## LESETEXT

========

Die ausgeschiedenen Zivilmusiker schlossen sich zu einem Verein zusammen und bildeten die Zivilkapelle. Das war ein Klangkörper, der an Qualität dem Regiments-Musikkorps nicht nachstand. Das Einzige, das beide Orchester unterschied, war allerdings dann doch sehr wesentlich: Sie hatten nicht mehr die tägliche Probe, und sie hatten keinen ständigen Dirigenten. Wenn man aber einmal ein Streichquartett brauchte oder auch nur einen einzelnen Instrumentalisten, etwa einen Bratscher, zum Vervollständigen einer Liebhabergruppe suchte, so konnte man ihn sofort bei den Zivilmusikern finden und engagieren. Natürlich musste der Mann dann auch bezahlt werden. Aber das Forellenquintett mit einem versierten Bassisten aufzuführen, war ohne die Zivilmusiker gar nicht möglich. Welcher Bürger unserer Stadt konnte denn einen Kontrabass überhaupt spielen? ! Keiner! Und so ging es mit anderen Instrumentalisten ebenfalls. Immer wieder griff man auf die Zivilmusiker zurück.
Regelmäßig trat die Zivilkapelle geschlossen auf beim Schützenfest der Bürgerschützen-Kompanie. Dann trugen die Musiker auch Uniform nämlich die grünen Röcke der deutschen Schützen-Vereine. Und wenn einmal ein besonderer Festzug mehrere Kapellen brauchte, so war eine da - von bestimmt die Zivilkapelle. Da sehr viele entlassene Musiker in Stargard blieben, gab es auch immer ein gut besetztes Blasorchester von der Zivilkapelle. Manchmal konnten sogar zwei Kapellen damit besetzt werden, und das war bei so manchem Festumzug zum 1. Mai oder zum Erntedanktag notwendig. Durch die beim Militär erworbene Routine gab es auch bei solchen Teilungen niemals Patzer oder Fehler. Sie konnten ihre Märsche und Konzertstücke alle noch genau so sicher spielen wie vor ihrer Entlassung vom Militär.

========

## VORLIEGENDE EINTRÄGE
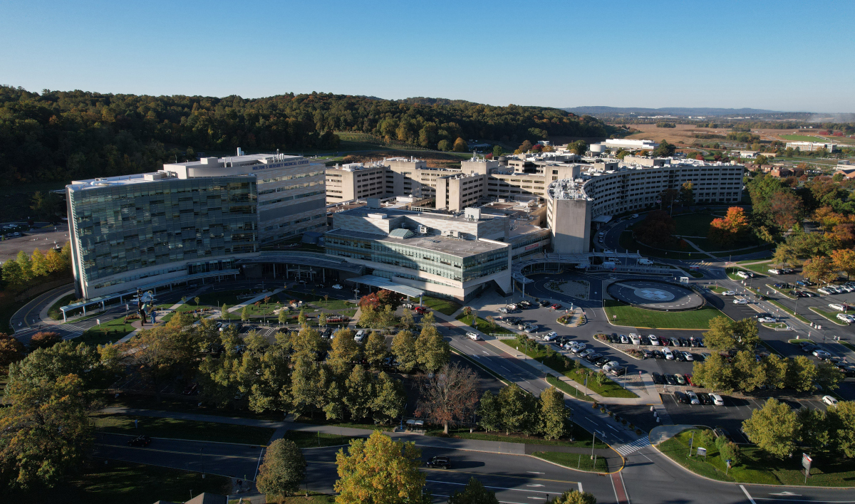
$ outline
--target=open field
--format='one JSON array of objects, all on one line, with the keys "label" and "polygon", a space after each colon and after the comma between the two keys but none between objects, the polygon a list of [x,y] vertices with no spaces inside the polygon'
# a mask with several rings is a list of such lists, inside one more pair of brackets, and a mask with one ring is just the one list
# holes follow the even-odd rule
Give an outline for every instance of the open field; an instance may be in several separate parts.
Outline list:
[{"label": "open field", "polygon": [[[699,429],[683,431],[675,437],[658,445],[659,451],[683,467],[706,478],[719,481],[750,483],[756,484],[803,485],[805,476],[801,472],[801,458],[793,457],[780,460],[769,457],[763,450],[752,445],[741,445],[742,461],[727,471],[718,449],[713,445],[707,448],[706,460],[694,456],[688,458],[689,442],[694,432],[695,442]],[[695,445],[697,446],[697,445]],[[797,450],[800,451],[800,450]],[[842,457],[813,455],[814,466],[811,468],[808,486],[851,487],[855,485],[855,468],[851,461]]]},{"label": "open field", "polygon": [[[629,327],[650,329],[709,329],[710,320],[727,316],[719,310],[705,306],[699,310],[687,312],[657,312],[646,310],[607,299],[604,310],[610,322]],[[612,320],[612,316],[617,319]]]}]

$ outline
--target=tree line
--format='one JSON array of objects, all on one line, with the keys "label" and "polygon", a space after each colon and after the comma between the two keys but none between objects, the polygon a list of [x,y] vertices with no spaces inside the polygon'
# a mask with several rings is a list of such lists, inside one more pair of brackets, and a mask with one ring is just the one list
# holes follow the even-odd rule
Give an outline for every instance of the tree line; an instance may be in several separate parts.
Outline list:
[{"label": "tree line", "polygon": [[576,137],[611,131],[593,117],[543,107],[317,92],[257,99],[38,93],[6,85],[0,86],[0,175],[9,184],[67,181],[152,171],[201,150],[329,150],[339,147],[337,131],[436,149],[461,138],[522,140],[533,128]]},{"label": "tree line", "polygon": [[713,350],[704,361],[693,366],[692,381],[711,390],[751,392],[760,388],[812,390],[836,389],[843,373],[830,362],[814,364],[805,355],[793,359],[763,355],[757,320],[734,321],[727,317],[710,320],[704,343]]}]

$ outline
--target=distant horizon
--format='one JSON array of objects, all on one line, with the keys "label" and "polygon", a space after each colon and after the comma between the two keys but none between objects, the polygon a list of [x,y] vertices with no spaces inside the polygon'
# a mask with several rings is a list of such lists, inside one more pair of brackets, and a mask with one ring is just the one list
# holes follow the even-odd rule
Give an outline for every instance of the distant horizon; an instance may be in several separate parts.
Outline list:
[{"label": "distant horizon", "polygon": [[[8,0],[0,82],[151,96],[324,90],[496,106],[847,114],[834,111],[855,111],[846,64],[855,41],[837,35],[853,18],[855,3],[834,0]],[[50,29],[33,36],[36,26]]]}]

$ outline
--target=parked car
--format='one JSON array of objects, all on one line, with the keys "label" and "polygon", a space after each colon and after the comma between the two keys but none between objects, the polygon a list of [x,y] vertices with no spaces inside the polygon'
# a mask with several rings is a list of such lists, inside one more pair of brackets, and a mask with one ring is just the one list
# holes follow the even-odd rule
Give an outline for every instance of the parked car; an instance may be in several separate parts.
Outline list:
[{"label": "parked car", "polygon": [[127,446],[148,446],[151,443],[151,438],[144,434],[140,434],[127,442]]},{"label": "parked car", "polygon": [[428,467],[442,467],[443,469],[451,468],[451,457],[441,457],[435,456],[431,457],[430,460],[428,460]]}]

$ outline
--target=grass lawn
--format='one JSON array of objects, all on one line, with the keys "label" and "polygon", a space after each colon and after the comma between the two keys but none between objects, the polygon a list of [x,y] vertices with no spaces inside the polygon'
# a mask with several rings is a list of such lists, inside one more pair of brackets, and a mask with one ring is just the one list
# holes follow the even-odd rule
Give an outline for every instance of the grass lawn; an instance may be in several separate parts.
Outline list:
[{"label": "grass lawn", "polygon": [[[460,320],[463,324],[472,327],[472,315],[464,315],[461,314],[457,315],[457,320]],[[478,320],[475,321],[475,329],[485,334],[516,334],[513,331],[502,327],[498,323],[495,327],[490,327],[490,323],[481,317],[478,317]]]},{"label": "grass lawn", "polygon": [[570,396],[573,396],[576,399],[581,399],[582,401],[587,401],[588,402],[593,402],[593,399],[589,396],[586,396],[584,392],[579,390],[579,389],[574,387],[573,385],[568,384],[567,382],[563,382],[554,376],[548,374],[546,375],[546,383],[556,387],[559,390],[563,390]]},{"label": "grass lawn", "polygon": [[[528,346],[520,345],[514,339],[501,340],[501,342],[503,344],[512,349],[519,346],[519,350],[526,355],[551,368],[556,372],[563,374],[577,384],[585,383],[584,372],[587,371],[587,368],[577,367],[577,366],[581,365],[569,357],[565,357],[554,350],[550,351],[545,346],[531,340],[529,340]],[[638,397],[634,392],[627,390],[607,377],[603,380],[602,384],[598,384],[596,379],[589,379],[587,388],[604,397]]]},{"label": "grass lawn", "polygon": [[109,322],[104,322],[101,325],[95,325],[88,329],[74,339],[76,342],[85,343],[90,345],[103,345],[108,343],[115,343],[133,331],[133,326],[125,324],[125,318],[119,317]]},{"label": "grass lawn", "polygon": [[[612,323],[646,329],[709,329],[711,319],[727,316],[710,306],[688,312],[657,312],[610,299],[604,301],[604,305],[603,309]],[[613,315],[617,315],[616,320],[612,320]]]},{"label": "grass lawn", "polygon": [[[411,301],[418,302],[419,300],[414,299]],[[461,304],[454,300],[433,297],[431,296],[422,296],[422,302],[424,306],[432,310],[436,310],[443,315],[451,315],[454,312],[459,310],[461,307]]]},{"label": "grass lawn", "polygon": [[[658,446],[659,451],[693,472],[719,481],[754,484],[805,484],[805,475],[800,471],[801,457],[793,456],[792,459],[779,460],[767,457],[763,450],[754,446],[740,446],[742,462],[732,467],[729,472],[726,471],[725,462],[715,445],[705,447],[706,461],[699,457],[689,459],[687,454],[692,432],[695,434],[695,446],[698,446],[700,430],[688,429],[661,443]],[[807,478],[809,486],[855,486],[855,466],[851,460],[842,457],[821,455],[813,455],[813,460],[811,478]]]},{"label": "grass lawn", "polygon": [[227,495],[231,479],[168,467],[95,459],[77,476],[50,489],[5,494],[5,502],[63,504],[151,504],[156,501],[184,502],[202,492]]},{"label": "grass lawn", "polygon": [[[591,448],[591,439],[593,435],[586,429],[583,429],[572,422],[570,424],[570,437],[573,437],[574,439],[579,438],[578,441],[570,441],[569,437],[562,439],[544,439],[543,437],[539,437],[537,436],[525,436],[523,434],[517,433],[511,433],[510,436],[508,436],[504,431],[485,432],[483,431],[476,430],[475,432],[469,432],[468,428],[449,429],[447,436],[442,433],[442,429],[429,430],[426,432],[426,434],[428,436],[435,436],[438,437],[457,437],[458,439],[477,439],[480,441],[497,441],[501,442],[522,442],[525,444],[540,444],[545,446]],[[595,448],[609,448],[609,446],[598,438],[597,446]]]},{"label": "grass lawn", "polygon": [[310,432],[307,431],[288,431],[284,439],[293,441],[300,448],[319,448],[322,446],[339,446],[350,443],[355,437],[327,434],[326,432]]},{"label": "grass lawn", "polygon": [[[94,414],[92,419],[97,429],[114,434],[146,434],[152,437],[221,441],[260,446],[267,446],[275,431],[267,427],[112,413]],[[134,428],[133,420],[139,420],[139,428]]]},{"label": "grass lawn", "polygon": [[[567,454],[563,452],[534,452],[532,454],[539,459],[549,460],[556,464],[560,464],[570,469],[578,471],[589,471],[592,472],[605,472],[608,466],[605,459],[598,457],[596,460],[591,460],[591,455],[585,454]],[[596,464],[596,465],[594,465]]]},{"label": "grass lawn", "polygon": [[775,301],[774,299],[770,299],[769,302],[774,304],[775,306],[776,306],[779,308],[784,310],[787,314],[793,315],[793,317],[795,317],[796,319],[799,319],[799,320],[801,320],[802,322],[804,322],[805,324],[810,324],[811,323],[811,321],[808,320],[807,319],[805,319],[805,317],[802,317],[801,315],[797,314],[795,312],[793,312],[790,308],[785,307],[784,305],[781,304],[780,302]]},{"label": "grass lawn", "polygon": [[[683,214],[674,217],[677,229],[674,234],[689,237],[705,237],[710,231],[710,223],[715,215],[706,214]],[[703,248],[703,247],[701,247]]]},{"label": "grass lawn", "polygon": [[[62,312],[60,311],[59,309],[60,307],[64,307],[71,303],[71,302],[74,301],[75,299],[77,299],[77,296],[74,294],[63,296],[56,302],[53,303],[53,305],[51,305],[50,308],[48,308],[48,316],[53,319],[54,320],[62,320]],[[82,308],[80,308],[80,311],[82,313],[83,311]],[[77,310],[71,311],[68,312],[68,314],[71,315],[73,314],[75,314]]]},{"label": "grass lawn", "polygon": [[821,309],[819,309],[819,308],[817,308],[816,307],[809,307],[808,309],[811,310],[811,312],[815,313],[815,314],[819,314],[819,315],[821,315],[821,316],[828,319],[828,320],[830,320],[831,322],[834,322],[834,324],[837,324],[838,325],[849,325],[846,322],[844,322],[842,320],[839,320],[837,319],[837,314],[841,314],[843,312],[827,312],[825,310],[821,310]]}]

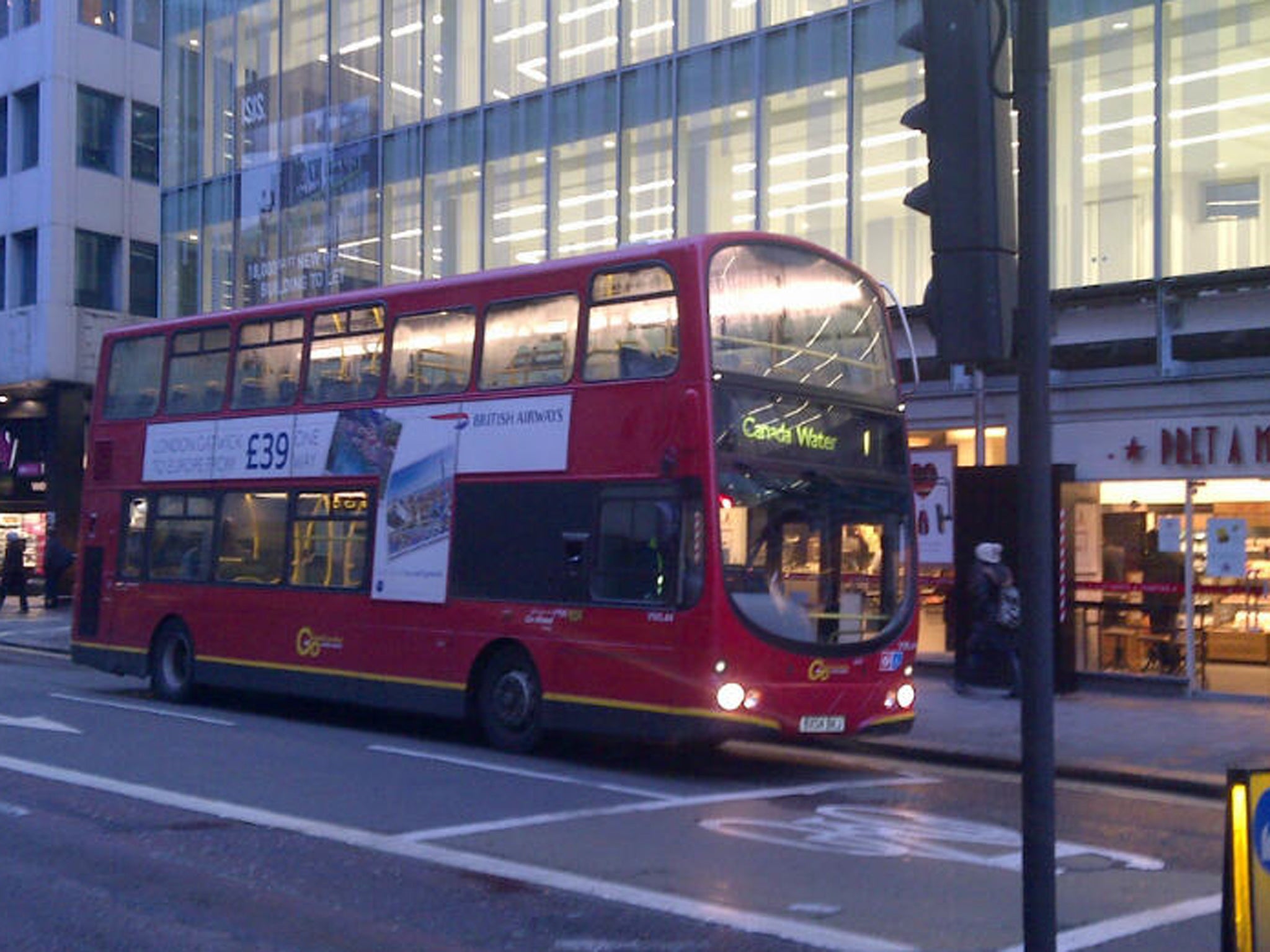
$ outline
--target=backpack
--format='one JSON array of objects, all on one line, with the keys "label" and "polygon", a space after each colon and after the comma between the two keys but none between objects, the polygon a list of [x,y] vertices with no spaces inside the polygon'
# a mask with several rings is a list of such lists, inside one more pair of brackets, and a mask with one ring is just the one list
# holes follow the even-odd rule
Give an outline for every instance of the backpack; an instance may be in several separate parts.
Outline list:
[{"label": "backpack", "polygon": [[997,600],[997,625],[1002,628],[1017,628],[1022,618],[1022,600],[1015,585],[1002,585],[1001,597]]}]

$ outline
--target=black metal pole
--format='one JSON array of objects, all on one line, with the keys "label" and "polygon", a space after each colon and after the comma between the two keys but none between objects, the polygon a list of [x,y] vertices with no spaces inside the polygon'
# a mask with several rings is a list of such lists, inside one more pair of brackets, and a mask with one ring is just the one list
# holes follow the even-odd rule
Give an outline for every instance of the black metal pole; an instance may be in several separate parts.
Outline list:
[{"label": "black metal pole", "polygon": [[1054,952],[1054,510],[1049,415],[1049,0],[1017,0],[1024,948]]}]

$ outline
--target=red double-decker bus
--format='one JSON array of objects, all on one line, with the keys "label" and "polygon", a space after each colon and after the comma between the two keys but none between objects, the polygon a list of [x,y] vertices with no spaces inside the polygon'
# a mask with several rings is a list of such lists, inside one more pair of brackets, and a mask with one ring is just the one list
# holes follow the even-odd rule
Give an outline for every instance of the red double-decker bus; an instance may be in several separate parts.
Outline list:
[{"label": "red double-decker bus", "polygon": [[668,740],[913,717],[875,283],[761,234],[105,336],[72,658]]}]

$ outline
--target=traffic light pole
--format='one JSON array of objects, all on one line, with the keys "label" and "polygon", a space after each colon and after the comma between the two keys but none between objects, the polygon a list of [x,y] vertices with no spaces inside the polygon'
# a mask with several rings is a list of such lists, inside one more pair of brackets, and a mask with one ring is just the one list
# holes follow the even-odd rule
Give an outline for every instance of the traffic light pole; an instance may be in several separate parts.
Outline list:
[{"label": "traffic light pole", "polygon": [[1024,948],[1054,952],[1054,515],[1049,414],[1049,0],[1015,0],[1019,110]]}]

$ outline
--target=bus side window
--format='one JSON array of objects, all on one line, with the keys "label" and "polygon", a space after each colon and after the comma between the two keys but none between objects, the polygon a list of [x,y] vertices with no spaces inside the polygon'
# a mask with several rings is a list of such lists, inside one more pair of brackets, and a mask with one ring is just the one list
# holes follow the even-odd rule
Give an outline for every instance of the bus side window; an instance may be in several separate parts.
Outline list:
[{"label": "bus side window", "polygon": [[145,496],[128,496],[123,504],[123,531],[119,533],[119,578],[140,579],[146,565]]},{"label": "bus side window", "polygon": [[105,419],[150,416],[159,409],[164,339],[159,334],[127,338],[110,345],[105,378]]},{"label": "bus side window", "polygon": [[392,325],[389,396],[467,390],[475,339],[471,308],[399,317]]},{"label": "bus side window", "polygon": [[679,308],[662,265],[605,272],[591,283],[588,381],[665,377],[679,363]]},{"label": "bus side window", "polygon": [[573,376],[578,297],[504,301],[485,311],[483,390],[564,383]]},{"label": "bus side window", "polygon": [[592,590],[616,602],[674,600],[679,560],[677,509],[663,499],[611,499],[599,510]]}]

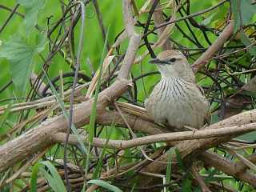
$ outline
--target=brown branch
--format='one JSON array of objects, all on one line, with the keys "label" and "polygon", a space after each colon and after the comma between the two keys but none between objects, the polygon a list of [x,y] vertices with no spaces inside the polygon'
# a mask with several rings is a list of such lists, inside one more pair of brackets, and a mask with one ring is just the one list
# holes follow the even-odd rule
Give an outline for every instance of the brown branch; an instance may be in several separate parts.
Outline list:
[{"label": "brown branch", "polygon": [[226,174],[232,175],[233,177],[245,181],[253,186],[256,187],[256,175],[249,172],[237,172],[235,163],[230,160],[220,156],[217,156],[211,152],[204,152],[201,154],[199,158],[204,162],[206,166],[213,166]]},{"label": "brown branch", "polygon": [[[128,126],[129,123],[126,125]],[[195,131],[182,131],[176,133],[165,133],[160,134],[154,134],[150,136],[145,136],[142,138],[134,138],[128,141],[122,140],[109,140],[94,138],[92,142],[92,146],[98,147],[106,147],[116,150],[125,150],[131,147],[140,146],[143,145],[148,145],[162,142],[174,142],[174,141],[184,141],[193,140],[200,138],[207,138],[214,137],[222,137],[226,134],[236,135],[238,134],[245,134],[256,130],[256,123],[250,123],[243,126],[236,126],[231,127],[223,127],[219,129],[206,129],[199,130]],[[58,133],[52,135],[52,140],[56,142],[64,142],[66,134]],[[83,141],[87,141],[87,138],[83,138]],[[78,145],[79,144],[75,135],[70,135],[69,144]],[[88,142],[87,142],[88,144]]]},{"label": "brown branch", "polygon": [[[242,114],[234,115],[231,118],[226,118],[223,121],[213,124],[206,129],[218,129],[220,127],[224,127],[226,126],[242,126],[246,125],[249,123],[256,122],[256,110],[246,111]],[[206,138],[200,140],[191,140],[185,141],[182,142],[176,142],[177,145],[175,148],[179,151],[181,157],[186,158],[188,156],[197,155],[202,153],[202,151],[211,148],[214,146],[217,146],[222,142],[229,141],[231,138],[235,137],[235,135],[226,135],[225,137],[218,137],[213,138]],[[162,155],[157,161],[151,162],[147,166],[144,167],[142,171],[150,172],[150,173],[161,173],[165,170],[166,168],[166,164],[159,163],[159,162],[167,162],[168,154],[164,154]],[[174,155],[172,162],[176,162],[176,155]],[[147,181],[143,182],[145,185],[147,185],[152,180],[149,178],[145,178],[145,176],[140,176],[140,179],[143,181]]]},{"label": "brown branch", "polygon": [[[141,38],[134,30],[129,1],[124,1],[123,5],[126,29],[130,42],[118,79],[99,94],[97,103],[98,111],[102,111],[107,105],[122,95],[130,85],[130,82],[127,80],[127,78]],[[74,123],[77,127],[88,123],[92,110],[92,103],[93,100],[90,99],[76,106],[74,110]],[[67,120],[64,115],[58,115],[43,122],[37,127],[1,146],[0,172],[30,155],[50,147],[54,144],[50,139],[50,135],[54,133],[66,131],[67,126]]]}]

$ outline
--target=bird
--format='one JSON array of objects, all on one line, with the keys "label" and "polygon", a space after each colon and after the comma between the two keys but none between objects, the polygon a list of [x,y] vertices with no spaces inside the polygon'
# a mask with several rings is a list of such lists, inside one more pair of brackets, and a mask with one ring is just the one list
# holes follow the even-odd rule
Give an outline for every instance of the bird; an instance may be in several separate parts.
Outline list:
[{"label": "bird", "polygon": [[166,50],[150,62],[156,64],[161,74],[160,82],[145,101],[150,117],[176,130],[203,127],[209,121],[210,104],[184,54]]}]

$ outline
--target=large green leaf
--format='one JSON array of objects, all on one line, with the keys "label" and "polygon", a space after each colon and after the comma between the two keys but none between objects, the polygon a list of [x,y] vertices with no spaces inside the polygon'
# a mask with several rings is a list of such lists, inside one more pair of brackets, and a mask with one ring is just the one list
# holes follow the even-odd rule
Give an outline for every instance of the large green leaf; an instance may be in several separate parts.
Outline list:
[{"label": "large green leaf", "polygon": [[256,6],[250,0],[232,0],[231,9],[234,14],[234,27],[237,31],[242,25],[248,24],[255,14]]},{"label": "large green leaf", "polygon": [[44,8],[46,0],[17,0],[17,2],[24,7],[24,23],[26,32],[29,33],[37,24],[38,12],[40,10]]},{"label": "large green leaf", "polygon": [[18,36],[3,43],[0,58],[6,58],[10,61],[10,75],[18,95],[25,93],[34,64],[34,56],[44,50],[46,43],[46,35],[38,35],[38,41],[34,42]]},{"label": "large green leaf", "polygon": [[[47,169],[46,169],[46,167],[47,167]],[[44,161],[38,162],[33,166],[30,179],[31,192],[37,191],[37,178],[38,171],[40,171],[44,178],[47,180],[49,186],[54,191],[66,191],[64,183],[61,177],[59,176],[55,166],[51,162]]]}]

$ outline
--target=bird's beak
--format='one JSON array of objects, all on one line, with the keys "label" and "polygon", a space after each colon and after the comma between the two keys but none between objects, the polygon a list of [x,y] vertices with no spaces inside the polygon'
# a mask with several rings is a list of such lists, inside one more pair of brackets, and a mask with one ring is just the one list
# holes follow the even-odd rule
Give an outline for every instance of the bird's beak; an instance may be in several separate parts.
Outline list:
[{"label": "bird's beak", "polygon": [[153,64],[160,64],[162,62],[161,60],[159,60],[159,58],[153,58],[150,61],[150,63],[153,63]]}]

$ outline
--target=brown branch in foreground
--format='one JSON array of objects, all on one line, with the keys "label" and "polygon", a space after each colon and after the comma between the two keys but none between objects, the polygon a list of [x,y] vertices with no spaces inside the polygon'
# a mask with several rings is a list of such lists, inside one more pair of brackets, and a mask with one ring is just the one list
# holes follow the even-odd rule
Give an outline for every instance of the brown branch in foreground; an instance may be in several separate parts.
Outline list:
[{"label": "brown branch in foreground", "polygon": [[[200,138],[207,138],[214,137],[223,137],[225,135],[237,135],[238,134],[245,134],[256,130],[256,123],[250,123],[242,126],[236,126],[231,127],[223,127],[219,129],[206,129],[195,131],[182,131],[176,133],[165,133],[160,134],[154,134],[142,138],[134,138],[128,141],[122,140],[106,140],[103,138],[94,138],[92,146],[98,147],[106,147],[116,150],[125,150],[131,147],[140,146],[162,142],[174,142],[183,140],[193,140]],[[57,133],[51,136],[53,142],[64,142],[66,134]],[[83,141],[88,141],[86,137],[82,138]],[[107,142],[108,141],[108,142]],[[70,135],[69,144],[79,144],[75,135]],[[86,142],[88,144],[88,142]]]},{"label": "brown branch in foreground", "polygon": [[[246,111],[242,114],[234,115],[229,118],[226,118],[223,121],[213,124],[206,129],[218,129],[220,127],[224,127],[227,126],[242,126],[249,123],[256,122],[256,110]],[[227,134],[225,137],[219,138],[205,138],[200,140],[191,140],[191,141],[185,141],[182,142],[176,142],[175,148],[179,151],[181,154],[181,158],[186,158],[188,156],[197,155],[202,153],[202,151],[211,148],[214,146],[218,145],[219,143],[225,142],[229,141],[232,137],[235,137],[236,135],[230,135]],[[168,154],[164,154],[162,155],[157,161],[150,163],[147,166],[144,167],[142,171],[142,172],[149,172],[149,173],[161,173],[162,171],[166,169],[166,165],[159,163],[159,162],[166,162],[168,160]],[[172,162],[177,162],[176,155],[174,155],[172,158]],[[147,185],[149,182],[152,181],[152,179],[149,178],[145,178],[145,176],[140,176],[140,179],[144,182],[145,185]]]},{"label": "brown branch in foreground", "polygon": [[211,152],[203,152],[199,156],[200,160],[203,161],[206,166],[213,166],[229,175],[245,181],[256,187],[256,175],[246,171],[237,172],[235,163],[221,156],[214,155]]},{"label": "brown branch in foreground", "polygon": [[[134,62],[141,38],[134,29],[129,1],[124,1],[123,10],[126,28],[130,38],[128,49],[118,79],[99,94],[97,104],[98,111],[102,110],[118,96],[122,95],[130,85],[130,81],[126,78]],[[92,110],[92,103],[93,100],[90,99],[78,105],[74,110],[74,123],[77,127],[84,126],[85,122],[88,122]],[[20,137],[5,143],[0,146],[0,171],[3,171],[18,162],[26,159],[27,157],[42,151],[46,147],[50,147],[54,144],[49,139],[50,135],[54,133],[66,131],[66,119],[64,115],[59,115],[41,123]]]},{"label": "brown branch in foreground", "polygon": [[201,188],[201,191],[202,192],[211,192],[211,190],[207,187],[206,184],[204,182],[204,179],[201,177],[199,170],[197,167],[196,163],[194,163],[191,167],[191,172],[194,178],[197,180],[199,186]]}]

========

## AUFGABEN
1. Welche Feste oder Feiertage nennt der Lesetext über die Stargarder Zivilkapelle ausdrücklich beim Namen?
2. Führe den Lesetext über die Stargarder Zivilkapelle im Anschluss an seinen letzten Satz weiter.
Die Einträge stehen in keinem Zusammenhang mit dem Lesetext.

## LÖSUNGEN
1.
- das Schützenfest der Bürgerschützen-Kompanie
- der 1. Mai
- der Erntedanktag

2.
Wir hatten in Stargard einen Brauch, der wohl schon Jahrhunderte alt war: Das Turmblasen. An allen kirchlichen Festtagen, Weihnachten, Ostern und Pfingsten und dazu am Neujahrstage stieg eine Gruppe Musiker auf den Marienkirchturm und blies morgens um sechs Uhr (im Winter um 8 Uhr) vom Wehrgang aus drei Choräle in alle vier Himmelsrichtungen. Meist waren es zwei Trompeten, zwei Tenorhörner, eine Posaune und eine Tuba. Aber in der morgendlichen Stille war die Turmmusik weithin vernehmbar. Das Honorar für die Musiker habe ich während meiner Ausbildungszeit in der Stadthauptkasse mehrmals an sie ausgezahlt. Mit auf den Turm gestiegen bin ich aber nie. Wenn ich am ersten Ostertag früh morgens zur Rasenbank an der Freienwalder Chaussee mit dem Riad gefahren war, um den Sonnenaufgang zu beobachten, kam ich meist noch vor sechs Uhr wieder zu Hause an. Dann hatte Mutter meist schon Kaffee gekocht und ein Stück Streußelkuchen auf den Tisch gestellt, und während wir beide das erste Frühstück aßen, erklang vom Marienturm bei geöffneten Fenstern der österliche Morgengruß.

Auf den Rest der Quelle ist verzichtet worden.